[LISTED RECORDS]

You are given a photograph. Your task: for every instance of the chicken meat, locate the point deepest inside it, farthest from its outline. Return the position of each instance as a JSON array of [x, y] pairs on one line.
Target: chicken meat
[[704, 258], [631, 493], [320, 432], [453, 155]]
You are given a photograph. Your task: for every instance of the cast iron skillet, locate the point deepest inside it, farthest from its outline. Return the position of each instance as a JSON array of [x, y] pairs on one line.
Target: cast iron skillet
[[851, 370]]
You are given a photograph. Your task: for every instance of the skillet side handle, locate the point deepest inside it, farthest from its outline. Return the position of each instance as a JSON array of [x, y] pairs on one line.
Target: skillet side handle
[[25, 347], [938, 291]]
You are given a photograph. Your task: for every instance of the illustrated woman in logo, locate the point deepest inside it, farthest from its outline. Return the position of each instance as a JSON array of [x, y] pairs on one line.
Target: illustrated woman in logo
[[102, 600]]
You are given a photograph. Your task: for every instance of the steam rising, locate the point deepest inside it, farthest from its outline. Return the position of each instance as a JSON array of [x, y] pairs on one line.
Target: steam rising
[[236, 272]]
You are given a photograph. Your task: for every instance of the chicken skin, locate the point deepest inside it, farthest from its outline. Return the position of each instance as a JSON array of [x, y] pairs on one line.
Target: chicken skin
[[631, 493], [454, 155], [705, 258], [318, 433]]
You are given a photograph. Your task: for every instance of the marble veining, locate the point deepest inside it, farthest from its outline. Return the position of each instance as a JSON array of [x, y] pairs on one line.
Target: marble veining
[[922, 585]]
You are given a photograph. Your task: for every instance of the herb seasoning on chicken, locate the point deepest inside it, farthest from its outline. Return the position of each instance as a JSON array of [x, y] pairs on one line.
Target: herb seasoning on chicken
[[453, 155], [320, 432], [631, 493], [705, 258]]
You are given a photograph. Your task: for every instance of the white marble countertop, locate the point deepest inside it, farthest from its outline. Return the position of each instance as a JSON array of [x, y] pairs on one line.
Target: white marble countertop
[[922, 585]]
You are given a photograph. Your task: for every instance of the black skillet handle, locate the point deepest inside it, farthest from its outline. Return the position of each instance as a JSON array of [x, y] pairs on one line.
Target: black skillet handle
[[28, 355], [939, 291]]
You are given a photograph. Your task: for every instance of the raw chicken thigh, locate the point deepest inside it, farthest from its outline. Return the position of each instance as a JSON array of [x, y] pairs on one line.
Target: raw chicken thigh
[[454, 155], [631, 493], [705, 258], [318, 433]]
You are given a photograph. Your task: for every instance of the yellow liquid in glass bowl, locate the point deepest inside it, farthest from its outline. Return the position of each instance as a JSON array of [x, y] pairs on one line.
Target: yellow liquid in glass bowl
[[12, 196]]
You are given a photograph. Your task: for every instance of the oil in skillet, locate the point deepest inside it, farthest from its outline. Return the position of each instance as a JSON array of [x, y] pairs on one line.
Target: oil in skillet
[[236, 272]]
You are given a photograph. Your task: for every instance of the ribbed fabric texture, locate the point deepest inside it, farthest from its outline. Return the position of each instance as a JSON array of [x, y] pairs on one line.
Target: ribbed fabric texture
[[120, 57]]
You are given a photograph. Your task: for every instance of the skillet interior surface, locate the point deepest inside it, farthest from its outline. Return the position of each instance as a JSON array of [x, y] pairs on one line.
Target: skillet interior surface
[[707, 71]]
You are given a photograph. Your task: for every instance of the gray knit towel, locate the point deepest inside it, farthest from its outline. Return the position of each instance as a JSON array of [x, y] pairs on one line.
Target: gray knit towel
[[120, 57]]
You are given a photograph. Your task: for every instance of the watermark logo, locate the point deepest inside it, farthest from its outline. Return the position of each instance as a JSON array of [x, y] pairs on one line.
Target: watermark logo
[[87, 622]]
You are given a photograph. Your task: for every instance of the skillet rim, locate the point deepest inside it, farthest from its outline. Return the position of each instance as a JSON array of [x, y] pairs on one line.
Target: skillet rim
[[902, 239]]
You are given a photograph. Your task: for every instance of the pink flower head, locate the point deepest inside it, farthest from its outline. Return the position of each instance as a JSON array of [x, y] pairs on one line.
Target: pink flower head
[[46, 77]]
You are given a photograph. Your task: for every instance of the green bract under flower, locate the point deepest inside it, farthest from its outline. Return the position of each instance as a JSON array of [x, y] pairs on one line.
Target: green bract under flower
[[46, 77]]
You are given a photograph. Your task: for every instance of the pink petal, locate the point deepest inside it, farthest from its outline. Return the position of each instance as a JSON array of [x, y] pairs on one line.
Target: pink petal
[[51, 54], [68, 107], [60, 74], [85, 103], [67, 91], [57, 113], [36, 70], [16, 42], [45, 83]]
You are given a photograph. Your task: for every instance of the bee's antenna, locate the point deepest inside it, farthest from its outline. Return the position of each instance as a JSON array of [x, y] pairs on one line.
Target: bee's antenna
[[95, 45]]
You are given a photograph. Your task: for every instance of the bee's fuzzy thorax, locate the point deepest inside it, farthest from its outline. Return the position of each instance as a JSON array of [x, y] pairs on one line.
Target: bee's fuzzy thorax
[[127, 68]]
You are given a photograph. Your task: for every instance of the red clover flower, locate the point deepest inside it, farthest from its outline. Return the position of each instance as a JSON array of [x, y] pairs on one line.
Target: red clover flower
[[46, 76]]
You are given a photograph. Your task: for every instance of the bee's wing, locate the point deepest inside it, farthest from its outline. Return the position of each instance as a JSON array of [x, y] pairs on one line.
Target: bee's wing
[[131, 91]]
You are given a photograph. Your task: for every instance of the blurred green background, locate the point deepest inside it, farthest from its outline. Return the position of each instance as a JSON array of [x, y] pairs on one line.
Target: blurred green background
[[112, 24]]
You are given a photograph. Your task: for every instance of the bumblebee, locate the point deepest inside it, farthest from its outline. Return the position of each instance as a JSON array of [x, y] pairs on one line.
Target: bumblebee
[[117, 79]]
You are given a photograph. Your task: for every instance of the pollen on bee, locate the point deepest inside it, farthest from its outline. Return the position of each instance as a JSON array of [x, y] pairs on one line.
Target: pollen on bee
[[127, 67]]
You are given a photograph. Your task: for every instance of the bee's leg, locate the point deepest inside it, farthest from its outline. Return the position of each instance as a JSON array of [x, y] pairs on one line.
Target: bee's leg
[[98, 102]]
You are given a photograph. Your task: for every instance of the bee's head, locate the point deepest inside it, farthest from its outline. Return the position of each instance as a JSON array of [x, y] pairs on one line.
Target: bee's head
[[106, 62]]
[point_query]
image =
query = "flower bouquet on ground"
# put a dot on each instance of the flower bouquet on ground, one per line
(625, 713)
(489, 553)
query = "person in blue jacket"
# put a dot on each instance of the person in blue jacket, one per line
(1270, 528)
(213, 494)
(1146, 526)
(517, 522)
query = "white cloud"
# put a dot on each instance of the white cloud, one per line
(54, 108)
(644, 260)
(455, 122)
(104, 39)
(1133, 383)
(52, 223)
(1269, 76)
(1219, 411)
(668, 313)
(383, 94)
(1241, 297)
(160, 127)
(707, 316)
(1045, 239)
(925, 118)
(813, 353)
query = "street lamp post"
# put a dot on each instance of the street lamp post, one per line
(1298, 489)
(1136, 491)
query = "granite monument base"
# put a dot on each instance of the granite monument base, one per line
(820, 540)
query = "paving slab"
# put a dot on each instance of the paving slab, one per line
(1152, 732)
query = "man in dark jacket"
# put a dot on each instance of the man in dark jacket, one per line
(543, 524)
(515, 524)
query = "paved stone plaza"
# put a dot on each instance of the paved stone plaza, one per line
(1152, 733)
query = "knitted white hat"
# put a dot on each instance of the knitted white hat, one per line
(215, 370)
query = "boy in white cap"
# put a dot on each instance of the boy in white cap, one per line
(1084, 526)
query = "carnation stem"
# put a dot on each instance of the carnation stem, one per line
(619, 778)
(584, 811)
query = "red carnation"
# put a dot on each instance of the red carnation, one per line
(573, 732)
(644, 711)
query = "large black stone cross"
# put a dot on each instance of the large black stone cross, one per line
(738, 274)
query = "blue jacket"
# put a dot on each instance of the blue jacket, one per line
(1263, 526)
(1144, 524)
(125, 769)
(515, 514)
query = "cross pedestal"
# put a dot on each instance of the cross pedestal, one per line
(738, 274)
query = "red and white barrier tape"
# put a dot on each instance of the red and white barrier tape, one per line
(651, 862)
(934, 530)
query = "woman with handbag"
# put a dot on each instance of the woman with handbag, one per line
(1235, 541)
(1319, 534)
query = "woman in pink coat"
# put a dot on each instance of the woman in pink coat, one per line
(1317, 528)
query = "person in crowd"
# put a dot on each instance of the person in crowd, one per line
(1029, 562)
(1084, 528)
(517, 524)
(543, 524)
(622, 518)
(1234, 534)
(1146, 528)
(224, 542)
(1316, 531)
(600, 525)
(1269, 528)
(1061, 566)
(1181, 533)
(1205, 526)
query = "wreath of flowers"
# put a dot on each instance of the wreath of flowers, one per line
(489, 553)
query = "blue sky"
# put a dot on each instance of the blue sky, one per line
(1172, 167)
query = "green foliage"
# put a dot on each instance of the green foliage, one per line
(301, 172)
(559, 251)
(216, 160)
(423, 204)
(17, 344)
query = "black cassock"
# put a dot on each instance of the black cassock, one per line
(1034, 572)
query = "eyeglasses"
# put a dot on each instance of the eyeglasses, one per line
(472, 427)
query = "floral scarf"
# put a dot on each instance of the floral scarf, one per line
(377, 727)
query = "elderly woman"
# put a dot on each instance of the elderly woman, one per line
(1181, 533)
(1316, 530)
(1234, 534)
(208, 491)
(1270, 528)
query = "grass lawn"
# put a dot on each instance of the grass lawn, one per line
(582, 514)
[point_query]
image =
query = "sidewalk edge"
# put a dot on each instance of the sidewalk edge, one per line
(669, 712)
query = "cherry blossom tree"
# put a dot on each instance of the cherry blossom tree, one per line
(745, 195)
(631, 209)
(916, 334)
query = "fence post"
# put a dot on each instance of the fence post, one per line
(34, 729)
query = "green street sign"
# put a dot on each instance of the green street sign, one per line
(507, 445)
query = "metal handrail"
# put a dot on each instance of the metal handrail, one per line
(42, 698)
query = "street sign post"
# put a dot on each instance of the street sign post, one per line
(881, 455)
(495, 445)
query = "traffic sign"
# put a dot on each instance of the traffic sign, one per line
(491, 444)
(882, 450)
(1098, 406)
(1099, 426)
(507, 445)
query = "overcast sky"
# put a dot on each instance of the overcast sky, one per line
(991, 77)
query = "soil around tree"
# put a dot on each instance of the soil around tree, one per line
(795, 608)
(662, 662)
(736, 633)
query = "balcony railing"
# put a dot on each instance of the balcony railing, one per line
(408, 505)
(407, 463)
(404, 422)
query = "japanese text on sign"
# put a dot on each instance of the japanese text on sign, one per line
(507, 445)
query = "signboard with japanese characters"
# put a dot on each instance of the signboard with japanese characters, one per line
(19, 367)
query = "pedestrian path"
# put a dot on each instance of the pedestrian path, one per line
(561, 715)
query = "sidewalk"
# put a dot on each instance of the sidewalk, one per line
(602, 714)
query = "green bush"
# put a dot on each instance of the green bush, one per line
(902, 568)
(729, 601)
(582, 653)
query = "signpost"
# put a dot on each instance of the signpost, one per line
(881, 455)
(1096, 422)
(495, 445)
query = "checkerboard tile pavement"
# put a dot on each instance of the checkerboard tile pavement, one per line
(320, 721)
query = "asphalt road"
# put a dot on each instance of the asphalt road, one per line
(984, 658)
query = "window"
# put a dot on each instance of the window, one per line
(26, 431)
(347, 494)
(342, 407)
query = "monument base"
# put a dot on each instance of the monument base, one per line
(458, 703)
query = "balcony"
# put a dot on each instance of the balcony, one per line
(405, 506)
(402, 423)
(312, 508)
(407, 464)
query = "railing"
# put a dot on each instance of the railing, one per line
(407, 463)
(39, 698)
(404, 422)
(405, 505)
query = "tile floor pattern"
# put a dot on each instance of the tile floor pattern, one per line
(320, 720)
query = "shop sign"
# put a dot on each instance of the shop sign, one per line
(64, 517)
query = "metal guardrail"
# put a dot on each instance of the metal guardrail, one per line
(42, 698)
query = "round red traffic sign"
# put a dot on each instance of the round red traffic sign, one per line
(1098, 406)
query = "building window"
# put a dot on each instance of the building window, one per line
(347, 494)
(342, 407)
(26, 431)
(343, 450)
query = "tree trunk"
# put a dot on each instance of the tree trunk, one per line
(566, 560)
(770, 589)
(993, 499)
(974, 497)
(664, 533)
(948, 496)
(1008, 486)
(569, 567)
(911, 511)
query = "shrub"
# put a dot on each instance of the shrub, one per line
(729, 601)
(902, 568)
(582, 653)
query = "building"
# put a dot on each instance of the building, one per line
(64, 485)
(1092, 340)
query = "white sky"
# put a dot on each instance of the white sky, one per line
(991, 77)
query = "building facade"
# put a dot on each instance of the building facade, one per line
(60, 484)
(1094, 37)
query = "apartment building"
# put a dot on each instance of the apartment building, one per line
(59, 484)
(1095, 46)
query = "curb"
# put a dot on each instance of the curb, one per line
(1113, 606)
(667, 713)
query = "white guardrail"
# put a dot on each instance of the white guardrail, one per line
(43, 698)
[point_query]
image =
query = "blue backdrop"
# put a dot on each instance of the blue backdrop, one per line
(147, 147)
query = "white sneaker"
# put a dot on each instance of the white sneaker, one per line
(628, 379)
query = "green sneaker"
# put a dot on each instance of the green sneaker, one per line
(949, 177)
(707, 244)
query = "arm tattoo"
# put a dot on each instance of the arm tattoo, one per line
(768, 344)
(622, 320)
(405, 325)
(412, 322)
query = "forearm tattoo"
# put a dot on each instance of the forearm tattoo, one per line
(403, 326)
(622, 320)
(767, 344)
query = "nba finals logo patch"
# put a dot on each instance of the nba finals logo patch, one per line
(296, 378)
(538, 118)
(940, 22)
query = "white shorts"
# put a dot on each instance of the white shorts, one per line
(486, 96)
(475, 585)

[/LISTED RECORDS]

### WORK ITEM
Copy out the line holding "green sneaker, one per line" along with all lines after it through the end of the entries, exactly and only these.

### TASK RESPONSE
# put a dot on each instance of the green sneaker, one per line
(949, 177)
(707, 244)
query = "arm tattoo"
# put a dot on each instance of the arm tattoo, one per line
(768, 344)
(622, 320)
(405, 325)
(412, 322)
query = "forearm tattoo"
# put a dot on each instance of the forearm tattoo, one per line
(403, 326)
(622, 320)
(767, 344)
query = "nba finals logo patch"
# put a dot on each instance of the nba finals logo patch, one per line
(296, 378)
(538, 118)
(940, 22)
query = "white shorts"
# put a dot on each instance of the white shorts, one per line
(486, 96)
(475, 585)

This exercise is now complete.